YOUR INSTRUCTIONS:
Starting at the line that has "each like [501,392]." and stopping after the last line of the data, write out every line again with the requests included. Shift each answer point coordinate by adding 141 to both of its numbers, and leave the sample coordinates in the requests unchanged.

*** MATERIAL TO PROCESS

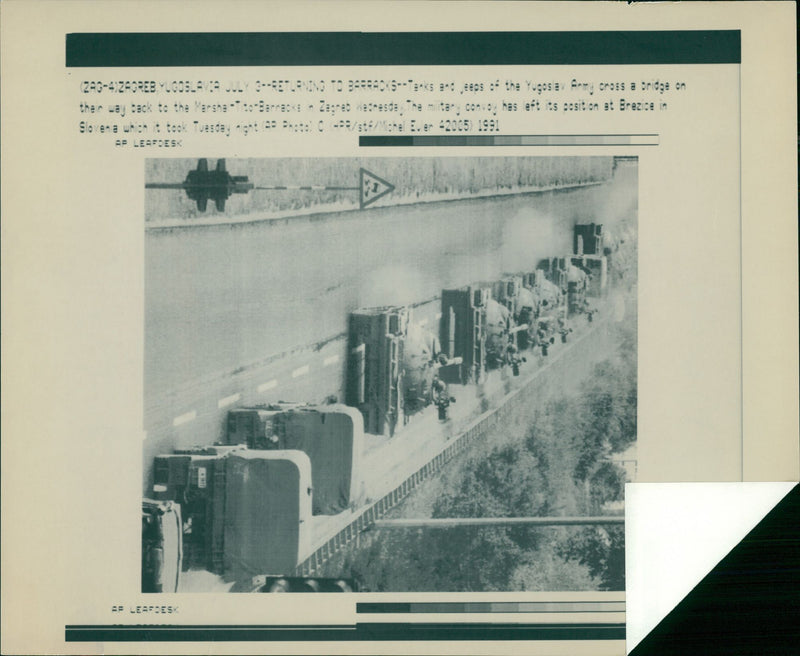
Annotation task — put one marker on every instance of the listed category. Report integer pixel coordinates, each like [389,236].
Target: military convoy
[246,504]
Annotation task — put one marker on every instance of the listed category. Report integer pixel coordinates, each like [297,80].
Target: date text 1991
[468,125]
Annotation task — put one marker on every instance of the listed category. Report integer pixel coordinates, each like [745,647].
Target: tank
[268,497]
[331,435]
[498,323]
[463,332]
[420,363]
[588,239]
[375,369]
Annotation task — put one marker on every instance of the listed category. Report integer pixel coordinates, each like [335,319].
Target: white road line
[228,400]
[184,418]
[268,385]
[300,371]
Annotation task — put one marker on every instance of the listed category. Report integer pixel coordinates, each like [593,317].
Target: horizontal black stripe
[359,632]
[401,48]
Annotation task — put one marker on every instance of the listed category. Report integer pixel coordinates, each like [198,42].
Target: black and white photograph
[400,374]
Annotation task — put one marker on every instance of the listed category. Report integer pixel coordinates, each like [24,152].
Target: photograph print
[388,374]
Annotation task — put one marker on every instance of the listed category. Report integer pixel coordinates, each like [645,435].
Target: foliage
[602,550]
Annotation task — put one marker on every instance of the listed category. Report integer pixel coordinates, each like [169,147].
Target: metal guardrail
[367,517]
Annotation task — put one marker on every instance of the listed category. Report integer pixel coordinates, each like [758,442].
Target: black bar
[365,631]
[121,49]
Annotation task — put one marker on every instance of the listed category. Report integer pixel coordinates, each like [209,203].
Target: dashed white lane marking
[184,418]
[300,371]
[268,385]
[228,400]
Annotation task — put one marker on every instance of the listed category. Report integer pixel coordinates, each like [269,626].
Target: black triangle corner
[749,603]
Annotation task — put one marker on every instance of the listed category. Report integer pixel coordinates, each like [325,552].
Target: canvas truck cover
[333,438]
[267,512]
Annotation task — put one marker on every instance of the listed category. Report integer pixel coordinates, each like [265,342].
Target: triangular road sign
[372,188]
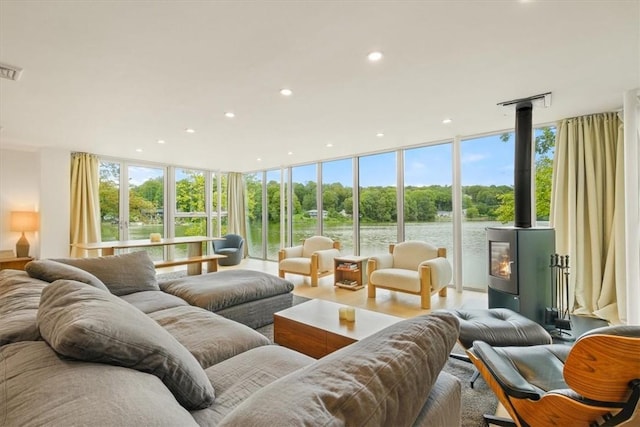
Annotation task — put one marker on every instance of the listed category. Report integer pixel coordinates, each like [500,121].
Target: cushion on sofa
[382,380]
[50,271]
[150,301]
[237,378]
[19,300]
[88,324]
[122,274]
[209,337]
[39,388]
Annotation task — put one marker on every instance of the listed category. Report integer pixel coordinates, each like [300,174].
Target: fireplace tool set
[559,315]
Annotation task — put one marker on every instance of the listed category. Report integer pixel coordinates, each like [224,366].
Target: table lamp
[24,221]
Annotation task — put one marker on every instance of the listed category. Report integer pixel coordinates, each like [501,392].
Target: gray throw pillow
[84,323]
[122,274]
[50,271]
[383,380]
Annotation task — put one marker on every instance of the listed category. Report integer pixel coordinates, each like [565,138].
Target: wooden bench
[194,263]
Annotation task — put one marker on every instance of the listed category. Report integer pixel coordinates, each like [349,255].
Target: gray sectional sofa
[114,350]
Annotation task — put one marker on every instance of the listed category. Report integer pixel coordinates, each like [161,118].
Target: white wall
[36,181]
[55,203]
[19,191]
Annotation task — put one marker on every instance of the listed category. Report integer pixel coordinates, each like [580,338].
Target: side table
[349,272]
[14,263]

******

FINISHED TASK:
Annotation task — put one marker on every instance of the listed category. Report integer pixel coordinates, each like [501,392].
Target: gray throw pillow
[225,464]
[263,415]
[191,412]
[524,521]
Annotation task — put one marker on every instance of the listed category. Report integer pixel coordinates, each like [565,138].
Target: wooden bench
[335,404]
Annotation task — put one marker on every instance of the listed category. Report integer pixel coordinates, each like [349,255].
Target: gray sectional sofa
[255,491]
Annotation task — put one marker on every instance of the listed category. Report integer pixel coordinates, each like [161,118].
Target: white wall
[177,322]
[196,344]
[160,332]
Annotation task — put one marker on every instance of the listed category. Report integer pixel coordinates, each like [580,338].
Target: side table
[490,413]
[155,404]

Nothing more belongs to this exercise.